> _DOCUMENT PASSAGE_
------------------------------
In mammalian cells, several of the proteins that associate with metaphase chromosomes relocalize to the spindle midzone at anaphase and remain associated with the interzonal microtubules as the chromosomes move to the poles. The interzonal microtubules and associated proteins are thought to be important in positioning of the cleavage furrow (for review see Field et al., 1999). Given the aberrations in both chromosome alignment and midzone microtubule organization in oocytes from MLH1 null females, it remained possible that the extremely elongated spindles observed after extended time in culture represented an “abortive” anaphase. To test this hypothesis, we analyzed extremely elongated spindles for evidence of the chiasma resolution that occurs at the onset of anaphase. From a group of oocytes cultured for 12 h, a subset of 22 oocytes with the longest spindles (i.e., with a pole-to-pole measurement exceeding 80 μm) was selected. In 9 of the 22 oocytes (41%) chiasmate bivalents were obvious, in an additional 9 oocytes a group of chromosomes was present at the spindle equator but it was impossible to distinguish a chiasmate bivalent, and in 4 oocytes (18%) it was possible to conclude that no exchange bivalents were present (e.g., either the chromosomes were randomly dispersed over the length of the spindle and all visible or were present as 2 distinct groups at opposite spindle poles). These observations provide evidence that the elongated spindle phenotype does not represent an attempt to initiate anaphase, a conclusion supported by the results of histone H1 kinase assays (Kubiak et al., 1992) to determine if spindle pole elongation was associated with the characteristic decline in cyclin B levels that accompanies anaphase onset (data not shown). Interestingly, the proportion of cells with no exchange bivalents among the oocytes with extremely elongated spindles (18% of the total) was virtually identical to the frequency of achiasmate cells scored at diakinesis (15% of the total). This suggests that the fate of oocytes with zero chiasmata is no different from that of cells with one or more exchange bivalents.
Do Univalent Chromosomes Maintain a Spatial Relationship on the MI Spindle?
------------------------------
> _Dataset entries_
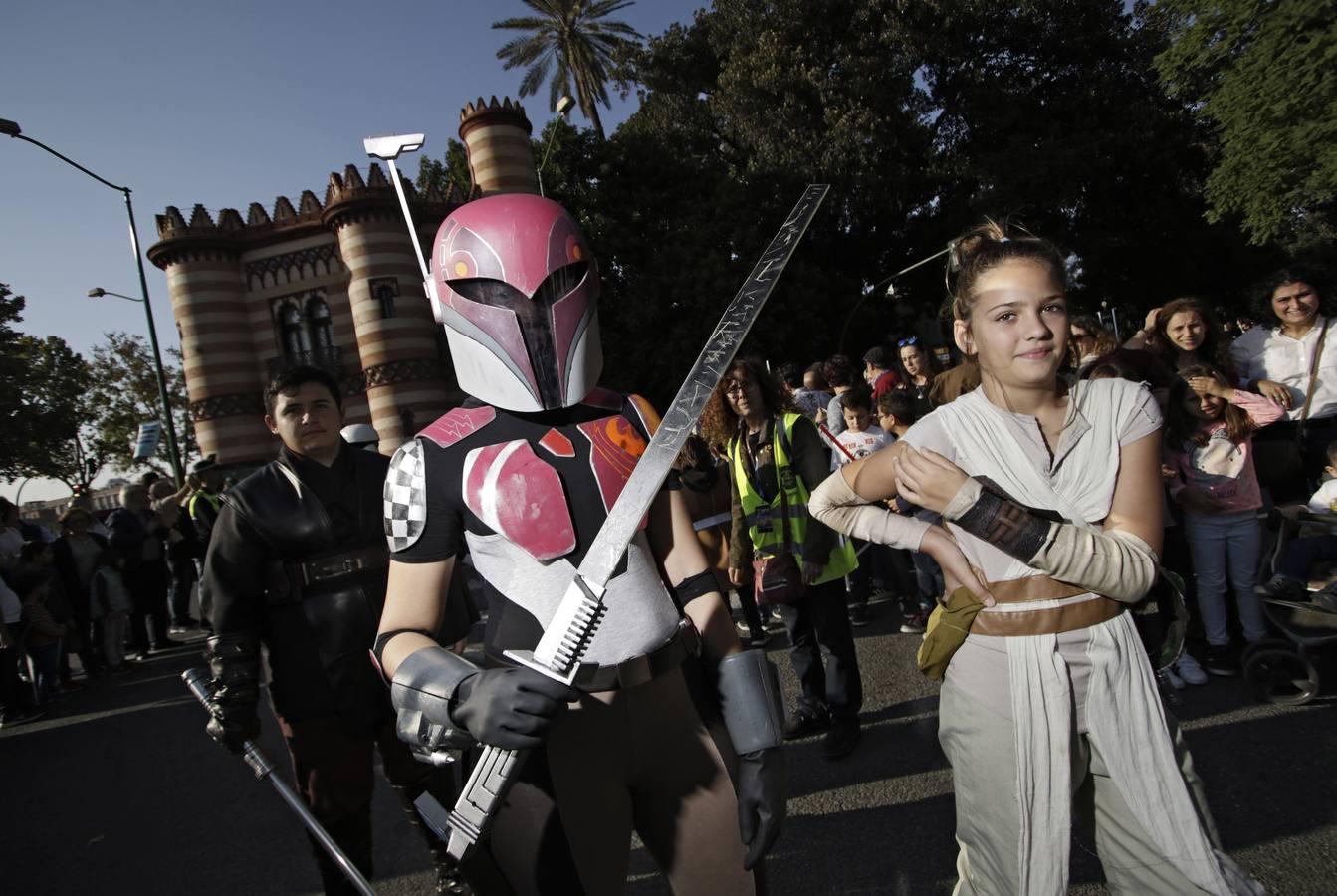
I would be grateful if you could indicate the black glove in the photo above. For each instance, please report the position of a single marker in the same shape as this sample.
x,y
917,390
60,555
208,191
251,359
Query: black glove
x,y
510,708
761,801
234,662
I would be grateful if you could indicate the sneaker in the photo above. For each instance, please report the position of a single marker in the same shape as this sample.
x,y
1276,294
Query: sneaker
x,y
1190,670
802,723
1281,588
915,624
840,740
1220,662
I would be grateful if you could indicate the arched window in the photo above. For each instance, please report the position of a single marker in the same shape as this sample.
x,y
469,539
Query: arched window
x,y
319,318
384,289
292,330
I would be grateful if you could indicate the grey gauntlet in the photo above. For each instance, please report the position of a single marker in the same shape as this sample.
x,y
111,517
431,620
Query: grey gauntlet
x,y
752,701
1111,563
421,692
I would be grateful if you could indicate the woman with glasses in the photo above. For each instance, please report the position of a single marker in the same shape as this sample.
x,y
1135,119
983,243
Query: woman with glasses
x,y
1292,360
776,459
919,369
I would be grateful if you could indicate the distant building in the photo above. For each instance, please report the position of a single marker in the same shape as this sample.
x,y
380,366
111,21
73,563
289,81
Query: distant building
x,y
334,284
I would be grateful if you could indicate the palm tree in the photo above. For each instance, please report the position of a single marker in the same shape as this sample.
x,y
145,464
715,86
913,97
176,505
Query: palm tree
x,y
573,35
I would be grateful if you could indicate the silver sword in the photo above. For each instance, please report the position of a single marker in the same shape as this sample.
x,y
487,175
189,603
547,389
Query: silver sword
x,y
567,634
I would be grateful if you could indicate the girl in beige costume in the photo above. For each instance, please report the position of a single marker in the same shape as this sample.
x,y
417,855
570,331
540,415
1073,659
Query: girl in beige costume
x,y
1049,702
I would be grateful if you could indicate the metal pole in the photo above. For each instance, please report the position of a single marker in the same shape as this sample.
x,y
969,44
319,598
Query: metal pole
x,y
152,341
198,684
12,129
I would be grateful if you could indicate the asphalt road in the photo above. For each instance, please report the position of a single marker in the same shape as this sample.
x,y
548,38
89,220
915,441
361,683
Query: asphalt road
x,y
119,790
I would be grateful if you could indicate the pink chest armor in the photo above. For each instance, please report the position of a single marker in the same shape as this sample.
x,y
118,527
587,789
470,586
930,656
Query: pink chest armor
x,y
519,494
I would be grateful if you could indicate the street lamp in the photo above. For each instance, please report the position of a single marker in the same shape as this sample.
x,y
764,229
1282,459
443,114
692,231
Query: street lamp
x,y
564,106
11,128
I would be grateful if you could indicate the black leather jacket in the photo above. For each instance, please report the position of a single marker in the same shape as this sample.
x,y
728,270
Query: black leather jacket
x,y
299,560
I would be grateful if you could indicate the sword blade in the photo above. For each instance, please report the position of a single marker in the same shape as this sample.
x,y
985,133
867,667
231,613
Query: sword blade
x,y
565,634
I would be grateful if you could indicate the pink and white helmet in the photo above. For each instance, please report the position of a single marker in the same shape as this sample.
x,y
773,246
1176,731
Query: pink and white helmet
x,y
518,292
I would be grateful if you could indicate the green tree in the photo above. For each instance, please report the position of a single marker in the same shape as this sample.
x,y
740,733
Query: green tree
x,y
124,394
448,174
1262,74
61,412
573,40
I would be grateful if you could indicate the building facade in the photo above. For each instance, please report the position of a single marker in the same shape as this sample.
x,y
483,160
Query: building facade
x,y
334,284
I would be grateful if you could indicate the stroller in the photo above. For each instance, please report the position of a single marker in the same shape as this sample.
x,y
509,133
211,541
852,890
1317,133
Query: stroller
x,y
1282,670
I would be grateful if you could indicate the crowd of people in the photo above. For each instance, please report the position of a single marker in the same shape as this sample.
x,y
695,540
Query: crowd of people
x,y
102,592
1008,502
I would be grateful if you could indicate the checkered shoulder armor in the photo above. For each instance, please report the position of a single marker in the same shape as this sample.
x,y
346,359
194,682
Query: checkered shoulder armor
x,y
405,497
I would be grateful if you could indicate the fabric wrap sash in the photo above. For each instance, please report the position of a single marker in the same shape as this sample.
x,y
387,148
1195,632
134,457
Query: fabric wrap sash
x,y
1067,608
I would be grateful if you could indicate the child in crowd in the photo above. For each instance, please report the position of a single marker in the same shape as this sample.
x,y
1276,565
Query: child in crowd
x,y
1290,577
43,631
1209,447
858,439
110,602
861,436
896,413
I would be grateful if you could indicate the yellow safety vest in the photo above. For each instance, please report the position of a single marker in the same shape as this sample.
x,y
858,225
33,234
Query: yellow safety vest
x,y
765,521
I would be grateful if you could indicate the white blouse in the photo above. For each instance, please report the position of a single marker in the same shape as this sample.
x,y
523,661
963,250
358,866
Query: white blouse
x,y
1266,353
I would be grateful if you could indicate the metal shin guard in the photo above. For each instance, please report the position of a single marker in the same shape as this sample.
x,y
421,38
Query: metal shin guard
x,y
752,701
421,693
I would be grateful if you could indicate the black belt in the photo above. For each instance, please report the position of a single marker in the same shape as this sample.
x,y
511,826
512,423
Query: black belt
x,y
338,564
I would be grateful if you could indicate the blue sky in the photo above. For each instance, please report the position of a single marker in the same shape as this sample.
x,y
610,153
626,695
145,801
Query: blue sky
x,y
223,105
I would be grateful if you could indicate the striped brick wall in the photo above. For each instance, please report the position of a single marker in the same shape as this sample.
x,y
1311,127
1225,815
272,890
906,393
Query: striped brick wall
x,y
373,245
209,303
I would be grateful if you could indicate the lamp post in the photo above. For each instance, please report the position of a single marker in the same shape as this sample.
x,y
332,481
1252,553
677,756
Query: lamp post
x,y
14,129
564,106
------------------------------
> _WHAT IS NEEDED_
Carry on the passage on spindle elongation in oocytes from MLH1 null females, picking up right after its final heading.

> _WRITTEN RESPONSE_
Despite the disturbance in congression, the number and distribution of chromosomes on opposite sides of the bipolar spindle was nearly always equivalent in oocytes from MLH1 null females (e.g., Figs. 4 d and 5 c). The balanced nature of these MI spindles was particularly striking in oocytes fixed during the early stages of MI spindle formation (i.e., oocytes fixed after 4–6 h in culture). To determine if this was due to the fact that homologous chromosomes maintained a spatial orientation during the early stages of spindle formation despite their univalent status, a subset of oocytes fixed after 6 h in culture was hybridized with an X chromosome–specific probe. The signals for the 2 X homologues were in close proximity and located at the spindle equator in 4 of the 44 cells analyzed. This is the expected configuration for an exchange bivalent. In the remaining 40 cells, the 2 X chromosomes were present as univalents with widely separated signals. In these cells the location of the homologues with respect to each other appeared to be random: the two X chromosome signals were located on opposite sides of the spindle equator in 17/40 (43%) cells and on the same side of the spindle equator in 23/40 (58%).
Discussion
The Role of the MLH1 Protein in Mammalian Meiosis
In MLH1 null male mice, meiotic recombination is reportedly reduced 10–100-fold (Baker et al., 1996). Synapsis occurs normally, but homologues separate prematurely due to the absence of functional chiasmata and the cells arrest between pachytene and MI (Baker et al., 1996; Edelmann et al., 1996). Because a reduction in functional chiasmata might reflect the premature separation of exchanged bivalents rather than a primary defect in recombination, we created MLH1 null mice carrying a structurally rearranged Y chromosome that would make it possible to detect recombination even if the resultant chiasma could not be maintained (Fig. 3). The analysis of meiotic cells from these males provides compelling genetic evidence that lack of the MLH1 protein reduces the level of recombination during mammalian meiosis.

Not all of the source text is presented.